(Beginning of TASK DATA)

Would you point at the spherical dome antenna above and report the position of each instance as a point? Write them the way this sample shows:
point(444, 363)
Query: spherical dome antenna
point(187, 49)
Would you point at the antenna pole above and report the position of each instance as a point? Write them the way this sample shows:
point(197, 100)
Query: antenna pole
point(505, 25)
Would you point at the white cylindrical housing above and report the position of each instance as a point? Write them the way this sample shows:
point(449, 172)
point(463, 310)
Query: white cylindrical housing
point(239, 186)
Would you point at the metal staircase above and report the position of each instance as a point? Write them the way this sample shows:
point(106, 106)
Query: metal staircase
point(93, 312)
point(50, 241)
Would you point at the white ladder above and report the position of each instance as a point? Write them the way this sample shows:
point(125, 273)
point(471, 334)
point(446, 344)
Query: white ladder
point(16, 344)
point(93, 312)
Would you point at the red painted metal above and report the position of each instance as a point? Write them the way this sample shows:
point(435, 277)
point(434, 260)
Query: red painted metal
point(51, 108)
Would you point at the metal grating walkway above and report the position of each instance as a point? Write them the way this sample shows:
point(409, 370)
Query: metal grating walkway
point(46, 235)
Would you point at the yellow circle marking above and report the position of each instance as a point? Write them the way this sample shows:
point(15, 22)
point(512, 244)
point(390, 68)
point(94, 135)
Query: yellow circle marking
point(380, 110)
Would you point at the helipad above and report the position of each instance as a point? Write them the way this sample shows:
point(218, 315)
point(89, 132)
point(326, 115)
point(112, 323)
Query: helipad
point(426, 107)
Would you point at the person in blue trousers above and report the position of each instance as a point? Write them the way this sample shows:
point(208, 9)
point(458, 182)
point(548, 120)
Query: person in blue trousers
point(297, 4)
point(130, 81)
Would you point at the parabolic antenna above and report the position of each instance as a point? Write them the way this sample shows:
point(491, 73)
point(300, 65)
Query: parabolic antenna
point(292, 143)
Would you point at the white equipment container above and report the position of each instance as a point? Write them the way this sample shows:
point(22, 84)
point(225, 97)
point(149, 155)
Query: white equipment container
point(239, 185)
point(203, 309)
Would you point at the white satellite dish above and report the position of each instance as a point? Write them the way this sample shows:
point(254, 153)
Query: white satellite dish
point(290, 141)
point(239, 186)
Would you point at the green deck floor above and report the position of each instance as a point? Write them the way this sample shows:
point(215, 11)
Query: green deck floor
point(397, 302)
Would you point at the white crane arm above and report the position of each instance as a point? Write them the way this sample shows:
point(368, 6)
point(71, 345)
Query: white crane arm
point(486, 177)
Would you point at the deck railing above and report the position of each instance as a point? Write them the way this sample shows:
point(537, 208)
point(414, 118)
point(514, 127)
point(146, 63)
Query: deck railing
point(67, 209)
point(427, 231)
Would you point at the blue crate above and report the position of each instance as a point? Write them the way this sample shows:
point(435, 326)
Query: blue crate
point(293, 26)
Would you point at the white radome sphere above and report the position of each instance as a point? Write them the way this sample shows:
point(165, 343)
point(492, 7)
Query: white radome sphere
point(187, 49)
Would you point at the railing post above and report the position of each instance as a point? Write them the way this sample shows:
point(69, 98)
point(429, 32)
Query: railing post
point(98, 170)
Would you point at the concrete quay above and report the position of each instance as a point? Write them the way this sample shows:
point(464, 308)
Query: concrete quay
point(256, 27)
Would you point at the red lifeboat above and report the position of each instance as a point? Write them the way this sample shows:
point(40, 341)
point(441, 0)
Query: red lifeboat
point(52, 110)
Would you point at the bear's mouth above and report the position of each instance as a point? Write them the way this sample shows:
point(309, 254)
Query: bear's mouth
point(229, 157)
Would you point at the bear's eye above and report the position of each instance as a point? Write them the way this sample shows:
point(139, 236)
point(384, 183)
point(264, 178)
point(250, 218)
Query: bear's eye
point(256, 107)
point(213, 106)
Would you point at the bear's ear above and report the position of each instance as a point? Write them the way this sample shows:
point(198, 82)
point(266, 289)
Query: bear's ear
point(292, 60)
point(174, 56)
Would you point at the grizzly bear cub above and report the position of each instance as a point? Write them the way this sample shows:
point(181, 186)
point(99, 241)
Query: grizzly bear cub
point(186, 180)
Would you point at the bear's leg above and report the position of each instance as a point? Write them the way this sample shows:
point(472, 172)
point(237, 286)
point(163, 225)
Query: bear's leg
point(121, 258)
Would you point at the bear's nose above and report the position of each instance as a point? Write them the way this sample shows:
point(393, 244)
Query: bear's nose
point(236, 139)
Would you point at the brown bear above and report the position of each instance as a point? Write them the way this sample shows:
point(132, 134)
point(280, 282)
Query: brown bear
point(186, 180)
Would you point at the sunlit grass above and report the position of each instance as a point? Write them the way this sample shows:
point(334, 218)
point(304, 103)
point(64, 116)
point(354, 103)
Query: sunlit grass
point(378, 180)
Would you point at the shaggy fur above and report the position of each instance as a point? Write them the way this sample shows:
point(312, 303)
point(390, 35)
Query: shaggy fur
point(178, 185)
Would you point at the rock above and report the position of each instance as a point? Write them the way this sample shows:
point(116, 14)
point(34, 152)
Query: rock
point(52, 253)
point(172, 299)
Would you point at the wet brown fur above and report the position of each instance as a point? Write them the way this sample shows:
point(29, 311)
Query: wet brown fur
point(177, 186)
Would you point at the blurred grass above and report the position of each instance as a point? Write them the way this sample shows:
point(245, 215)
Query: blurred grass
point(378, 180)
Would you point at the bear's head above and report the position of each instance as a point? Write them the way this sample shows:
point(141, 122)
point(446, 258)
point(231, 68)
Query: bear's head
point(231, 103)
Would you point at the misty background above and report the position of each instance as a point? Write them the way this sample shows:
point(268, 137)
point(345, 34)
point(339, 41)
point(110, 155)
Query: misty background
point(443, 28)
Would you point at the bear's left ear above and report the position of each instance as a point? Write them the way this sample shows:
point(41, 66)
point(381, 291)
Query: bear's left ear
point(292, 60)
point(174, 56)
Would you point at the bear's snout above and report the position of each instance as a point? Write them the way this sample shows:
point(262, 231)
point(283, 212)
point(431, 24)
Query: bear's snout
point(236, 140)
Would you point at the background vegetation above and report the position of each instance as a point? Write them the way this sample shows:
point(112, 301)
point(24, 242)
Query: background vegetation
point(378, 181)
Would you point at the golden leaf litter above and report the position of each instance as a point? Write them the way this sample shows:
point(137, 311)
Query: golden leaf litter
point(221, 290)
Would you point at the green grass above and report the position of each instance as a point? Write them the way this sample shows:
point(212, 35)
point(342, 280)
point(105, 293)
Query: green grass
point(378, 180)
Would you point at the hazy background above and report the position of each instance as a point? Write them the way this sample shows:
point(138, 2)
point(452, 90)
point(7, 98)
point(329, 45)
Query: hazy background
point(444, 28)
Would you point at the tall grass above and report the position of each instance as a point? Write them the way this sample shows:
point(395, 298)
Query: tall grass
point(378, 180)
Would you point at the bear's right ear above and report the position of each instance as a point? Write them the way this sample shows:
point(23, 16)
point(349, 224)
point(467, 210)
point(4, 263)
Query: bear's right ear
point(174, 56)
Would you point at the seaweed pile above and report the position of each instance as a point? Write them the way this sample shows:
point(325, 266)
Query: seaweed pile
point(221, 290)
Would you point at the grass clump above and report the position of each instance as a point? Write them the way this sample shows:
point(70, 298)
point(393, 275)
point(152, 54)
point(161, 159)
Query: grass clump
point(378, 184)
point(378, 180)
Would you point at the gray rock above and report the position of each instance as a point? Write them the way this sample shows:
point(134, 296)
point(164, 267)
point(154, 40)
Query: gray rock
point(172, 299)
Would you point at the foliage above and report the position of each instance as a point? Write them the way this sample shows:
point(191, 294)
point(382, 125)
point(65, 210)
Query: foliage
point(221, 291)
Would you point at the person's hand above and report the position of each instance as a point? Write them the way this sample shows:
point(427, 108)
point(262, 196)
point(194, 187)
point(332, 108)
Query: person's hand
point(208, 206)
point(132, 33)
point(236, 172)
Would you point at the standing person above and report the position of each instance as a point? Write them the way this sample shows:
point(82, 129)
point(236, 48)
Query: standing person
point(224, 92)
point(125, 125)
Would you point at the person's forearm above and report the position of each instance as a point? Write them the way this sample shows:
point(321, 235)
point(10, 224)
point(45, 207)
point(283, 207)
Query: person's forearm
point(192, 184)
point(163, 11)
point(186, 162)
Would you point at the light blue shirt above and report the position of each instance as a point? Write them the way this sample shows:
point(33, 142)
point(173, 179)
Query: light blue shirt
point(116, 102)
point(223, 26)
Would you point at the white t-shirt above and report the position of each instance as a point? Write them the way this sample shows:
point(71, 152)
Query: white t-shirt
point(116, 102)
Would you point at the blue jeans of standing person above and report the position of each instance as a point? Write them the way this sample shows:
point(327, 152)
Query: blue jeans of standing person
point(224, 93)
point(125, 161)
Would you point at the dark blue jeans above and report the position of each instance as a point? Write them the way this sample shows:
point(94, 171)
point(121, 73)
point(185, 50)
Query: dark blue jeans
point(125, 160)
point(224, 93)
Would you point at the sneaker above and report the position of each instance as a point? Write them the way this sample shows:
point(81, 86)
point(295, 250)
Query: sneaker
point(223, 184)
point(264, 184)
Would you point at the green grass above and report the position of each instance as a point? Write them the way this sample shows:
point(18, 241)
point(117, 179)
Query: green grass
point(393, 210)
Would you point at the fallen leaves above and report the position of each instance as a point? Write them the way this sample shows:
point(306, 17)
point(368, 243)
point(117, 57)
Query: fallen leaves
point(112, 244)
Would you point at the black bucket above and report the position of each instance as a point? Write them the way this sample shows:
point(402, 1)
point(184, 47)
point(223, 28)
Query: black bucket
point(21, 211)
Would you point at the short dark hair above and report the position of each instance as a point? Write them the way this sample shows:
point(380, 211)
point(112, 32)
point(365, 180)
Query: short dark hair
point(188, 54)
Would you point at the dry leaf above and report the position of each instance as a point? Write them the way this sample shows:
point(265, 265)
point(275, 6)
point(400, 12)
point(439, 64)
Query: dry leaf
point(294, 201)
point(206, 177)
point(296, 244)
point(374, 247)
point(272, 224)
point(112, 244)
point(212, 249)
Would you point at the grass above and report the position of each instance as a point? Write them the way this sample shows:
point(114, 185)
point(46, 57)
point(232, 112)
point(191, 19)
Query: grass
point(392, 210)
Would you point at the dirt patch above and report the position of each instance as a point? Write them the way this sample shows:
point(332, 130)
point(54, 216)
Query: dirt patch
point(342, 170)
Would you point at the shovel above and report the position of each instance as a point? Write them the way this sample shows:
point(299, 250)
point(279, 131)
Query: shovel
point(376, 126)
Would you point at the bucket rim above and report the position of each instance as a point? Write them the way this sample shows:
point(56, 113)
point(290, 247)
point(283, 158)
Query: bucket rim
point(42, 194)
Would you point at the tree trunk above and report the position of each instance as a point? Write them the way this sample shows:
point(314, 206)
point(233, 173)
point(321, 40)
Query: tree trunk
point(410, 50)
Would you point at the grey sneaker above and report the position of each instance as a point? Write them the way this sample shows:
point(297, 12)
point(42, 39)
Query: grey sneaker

(End of TASK DATA)

#### [AIM OF THE EXERCISE]
Copy out, from the data above, every line holding the word "grey".

#### [SOLUTION BELOW]
Would you point at the grey sneaker above and report the position of each instance as a point? Write them the way this sample shows:
Query: grey sneaker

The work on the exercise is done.